= Excerpt =
Summer Heat Calls for Southwestern Stuffed Avocado

When I did research for my book, The Plant-Powered Diet, a couple of years ago, I had been a vegetarian for quite some time. As a child, I was lucky enough to grow up in the woodsy Northwest at a plant-based dinner table long before people called it that. I suppose my family was known as "semi-vegetarian" in those days, because most of the time we ate plant proteins such as soy foods, beans and nuts instead of animal products. Now, as a dietitian, I realize that the foods I grew up eating — plant-based foods — are considered components of the most healthful dietary pattern.

So while prepping for my book, I decided to try a 30-day vegan challenge. I wanted to know what it felt like to be a vegan — how difficult or easy it would be to transition from vegetarian to vegan, how my body would react, and how I would feel. As a health expert, I felt that I needed to understand a vegan lifestyle firsthand. The experience was so positive, I decided to stick with it! And I’m so glad I did.

= Tasks for this exercise =
• 1. Summarize the excerpt in two sentences.
• 2. Print the excerpt's text from "Summer Heat Calls" to "healthful dietary pattern.".

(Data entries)
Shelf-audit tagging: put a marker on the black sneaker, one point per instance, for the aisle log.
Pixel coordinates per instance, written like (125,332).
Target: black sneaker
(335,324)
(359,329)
--
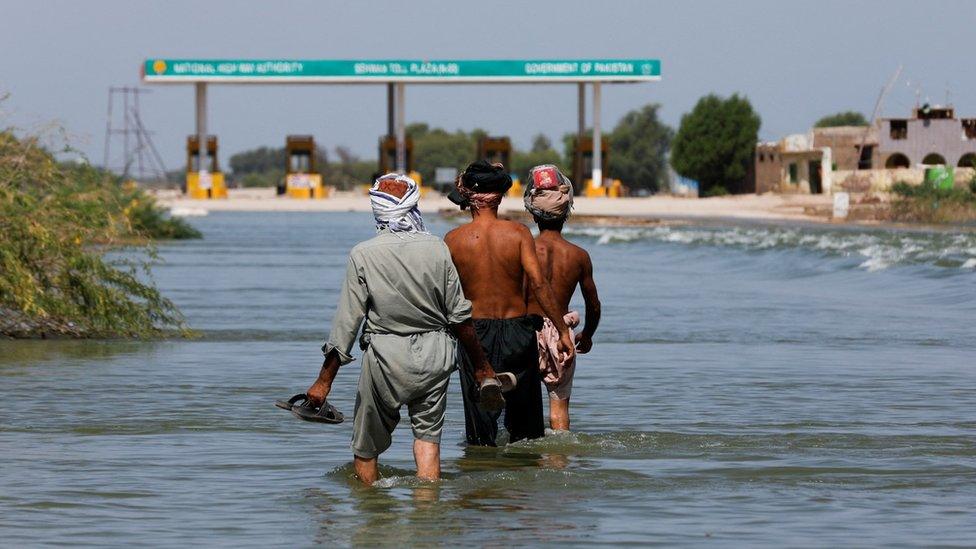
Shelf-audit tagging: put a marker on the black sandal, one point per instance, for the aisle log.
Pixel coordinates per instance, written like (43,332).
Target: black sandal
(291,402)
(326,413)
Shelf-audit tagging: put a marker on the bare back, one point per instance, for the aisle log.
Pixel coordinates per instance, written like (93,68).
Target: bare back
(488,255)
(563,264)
==
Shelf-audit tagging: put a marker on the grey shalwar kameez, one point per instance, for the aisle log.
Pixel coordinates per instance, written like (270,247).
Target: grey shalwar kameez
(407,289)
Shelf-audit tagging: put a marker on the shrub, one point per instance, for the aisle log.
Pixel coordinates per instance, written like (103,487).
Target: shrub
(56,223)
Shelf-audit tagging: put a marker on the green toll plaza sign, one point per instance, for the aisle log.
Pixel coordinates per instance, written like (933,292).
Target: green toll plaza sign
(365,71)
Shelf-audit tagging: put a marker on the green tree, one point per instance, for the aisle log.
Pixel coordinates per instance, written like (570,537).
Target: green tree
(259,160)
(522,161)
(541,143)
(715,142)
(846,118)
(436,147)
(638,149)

= Solutions by task =
• 1. The writer, now a dietitian, grew up in the Northwest eating mostly plant-based foods and had been a vegetarian for quite some time when researching the book The Plant-Powered Diet. While preparing the book, the writer tried a 30-day vegan challenge to understand a vegan lifestyle firsthand, and the experience was so positive that the writer stuck with it and is glad.

• 2.
Summer Heat Calls for Southwestern Stuffed Avocado

When I did research for my book, The Plant-Powered Diet, a couple of years ago, I had been a vegetarian for quite some time. As a child, I was lucky enough to grow up in the woodsy Northwest at a plant-based dinner table long before people called it that. I suppose my family was known as "semi-vegetarian" in those days, because most of the time we ate plant proteins such as soy foods, beans and nuts instead of animal products. Now, as a dietitian, I realize that the foods I grew up eating — plant-based foods — are considered components of the most healthful dietary pattern.